→ Task description: In the material, rewrite the lines between the one holding "of the man's" and the one holding "x=294, y=361", inclusive, replacing "lane-flow tally" with "shoreline survey" and leaving everything else unchanged.
=== Excerpted records ===
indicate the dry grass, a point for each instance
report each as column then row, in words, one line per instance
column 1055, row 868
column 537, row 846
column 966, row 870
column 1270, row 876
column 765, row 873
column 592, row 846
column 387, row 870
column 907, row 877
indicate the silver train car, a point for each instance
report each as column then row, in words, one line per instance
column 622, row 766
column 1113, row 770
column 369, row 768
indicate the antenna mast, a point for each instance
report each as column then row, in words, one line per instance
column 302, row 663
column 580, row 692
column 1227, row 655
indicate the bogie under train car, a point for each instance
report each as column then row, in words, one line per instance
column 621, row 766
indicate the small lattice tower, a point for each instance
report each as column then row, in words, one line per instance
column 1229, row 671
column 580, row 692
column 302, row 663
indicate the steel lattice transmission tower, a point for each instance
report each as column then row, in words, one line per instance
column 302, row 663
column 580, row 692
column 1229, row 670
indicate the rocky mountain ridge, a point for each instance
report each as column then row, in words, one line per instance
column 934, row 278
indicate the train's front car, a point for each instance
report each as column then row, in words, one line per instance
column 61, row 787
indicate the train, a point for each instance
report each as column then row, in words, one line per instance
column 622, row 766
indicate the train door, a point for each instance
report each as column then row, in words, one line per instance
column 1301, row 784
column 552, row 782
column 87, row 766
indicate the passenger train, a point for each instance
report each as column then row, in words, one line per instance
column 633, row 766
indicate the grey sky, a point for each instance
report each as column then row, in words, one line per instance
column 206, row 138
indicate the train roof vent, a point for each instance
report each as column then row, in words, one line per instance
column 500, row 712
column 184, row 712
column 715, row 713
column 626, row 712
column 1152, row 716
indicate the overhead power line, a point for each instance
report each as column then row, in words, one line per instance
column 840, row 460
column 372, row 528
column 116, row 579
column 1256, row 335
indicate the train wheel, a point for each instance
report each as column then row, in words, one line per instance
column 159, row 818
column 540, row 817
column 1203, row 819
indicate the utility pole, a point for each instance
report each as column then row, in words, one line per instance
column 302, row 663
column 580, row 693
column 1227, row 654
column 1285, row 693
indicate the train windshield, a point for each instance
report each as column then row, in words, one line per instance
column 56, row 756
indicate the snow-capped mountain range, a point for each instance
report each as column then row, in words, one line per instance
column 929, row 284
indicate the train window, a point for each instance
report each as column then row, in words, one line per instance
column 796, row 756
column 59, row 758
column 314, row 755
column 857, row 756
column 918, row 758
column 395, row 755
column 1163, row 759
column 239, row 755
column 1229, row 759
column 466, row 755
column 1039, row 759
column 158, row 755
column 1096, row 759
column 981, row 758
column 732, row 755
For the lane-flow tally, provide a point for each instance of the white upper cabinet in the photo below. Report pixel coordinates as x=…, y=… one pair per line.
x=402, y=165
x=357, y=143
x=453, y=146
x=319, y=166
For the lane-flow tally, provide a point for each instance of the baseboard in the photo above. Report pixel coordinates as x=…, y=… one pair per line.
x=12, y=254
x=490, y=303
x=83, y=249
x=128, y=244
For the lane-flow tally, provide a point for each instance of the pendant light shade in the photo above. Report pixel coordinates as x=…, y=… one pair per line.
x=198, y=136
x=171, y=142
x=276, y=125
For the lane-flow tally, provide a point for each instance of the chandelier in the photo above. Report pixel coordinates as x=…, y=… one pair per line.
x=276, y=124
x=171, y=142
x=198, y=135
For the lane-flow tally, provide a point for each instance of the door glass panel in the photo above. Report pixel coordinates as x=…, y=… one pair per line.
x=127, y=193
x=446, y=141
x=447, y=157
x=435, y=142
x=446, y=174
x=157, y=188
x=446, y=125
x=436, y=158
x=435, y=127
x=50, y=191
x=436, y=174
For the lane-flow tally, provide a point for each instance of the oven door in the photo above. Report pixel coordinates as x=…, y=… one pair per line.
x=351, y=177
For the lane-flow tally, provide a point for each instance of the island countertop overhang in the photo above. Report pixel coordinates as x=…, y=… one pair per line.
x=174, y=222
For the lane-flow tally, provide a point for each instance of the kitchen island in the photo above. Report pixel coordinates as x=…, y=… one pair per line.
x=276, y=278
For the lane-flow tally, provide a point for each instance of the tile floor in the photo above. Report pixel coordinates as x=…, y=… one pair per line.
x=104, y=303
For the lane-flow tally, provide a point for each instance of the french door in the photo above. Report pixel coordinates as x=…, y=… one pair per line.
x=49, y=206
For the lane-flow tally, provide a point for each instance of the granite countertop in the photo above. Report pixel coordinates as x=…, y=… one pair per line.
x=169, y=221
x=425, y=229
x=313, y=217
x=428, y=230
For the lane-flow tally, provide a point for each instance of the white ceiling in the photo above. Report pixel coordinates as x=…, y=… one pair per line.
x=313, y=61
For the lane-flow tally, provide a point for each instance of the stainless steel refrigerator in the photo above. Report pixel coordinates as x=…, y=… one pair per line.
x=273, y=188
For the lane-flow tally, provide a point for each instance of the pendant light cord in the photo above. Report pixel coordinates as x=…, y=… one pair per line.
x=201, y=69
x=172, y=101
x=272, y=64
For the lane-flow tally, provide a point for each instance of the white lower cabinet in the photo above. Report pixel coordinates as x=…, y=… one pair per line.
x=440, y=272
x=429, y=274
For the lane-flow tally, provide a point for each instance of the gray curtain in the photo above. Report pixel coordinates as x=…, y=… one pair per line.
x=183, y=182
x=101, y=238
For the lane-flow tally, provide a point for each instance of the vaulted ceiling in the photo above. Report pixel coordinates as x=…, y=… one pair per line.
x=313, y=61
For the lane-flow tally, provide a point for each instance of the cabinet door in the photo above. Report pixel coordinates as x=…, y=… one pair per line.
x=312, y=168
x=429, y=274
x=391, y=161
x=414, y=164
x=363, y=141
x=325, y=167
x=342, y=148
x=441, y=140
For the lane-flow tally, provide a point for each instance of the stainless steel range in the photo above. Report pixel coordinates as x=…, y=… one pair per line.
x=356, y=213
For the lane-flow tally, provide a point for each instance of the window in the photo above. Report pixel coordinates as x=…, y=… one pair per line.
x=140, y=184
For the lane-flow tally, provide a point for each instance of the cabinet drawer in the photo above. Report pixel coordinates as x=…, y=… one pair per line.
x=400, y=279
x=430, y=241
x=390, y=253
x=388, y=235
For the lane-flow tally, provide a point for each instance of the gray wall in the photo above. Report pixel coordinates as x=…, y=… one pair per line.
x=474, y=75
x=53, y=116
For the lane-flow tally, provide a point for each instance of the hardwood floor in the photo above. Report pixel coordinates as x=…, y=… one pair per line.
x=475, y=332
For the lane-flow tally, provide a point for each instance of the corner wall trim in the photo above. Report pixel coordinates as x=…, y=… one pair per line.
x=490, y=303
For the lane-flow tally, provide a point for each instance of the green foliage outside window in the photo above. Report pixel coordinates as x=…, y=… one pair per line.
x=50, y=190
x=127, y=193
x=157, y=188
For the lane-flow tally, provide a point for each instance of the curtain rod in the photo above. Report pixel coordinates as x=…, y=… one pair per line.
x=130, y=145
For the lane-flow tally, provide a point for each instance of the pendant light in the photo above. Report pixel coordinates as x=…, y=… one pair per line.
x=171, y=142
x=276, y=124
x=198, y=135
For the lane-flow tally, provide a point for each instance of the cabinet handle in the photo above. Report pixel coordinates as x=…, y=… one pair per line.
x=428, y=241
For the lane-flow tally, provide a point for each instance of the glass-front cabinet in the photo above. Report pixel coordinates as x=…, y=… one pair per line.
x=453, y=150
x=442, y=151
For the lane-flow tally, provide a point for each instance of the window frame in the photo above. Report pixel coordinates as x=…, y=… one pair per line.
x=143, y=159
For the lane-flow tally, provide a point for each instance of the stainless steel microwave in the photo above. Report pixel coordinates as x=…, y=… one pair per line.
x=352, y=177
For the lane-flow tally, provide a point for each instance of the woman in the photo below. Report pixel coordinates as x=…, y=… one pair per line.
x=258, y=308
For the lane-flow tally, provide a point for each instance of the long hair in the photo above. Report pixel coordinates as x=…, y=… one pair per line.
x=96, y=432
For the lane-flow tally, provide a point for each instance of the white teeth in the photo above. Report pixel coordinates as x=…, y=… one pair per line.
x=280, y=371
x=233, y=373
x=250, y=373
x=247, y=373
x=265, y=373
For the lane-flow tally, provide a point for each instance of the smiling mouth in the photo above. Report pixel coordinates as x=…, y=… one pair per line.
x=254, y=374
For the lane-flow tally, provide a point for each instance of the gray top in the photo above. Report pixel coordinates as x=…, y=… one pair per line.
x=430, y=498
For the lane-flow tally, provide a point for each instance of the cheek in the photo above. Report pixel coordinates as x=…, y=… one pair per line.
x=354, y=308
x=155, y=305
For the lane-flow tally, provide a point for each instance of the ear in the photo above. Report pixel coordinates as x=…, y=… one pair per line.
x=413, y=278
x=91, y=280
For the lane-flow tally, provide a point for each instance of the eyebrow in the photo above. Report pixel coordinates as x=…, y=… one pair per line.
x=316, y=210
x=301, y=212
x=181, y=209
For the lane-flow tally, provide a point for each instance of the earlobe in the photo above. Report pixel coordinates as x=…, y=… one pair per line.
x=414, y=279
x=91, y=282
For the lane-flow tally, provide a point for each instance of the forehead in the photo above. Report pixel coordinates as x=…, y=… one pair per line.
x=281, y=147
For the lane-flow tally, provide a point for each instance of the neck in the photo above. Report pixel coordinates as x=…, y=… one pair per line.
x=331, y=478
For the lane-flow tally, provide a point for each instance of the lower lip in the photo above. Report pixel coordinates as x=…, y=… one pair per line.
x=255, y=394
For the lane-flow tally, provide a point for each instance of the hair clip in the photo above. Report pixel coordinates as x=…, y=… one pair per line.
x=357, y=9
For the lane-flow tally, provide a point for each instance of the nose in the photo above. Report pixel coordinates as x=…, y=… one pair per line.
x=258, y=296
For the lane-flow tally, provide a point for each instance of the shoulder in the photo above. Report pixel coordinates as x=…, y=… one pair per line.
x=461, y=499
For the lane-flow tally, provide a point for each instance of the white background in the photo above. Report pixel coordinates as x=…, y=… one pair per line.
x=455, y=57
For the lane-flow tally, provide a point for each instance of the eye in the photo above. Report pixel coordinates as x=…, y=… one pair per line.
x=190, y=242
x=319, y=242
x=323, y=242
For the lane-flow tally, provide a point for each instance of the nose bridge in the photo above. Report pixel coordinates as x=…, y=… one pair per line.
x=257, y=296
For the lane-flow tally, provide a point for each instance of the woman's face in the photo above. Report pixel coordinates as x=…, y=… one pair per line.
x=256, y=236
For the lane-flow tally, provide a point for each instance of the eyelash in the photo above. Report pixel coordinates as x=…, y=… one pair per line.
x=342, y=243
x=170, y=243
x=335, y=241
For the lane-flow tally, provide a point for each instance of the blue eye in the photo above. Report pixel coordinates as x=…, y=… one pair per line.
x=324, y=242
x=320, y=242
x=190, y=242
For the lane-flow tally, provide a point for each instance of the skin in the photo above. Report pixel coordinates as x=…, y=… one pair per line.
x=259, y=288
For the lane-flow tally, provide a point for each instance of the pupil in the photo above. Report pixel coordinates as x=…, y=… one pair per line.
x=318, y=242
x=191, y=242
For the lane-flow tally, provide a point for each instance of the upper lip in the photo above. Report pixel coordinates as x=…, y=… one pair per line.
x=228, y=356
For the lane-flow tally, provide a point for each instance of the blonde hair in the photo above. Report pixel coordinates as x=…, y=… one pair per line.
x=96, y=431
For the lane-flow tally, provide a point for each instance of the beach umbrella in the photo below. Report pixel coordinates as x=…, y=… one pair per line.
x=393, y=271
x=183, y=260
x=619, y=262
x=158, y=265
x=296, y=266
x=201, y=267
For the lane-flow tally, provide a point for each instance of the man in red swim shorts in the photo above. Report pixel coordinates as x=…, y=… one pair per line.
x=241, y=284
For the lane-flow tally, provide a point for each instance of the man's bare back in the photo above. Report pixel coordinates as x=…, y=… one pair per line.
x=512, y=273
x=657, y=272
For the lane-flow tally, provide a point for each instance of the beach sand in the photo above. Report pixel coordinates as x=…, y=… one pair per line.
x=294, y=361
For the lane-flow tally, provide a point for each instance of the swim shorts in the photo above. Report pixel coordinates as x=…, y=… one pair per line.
===
→ Worked solution:
For the shoreline survey, provide a point for each instance of the man's bare back in the photo above. Report pixel coordinates as x=…, y=… one pair per line.
x=512, y=273
x=657, y=272
For the shoreline survey, provide a point for each instance of the beach sand in the photo above. Report pixel coordinates as x=…, y=… one pair per line.
x=294, y=361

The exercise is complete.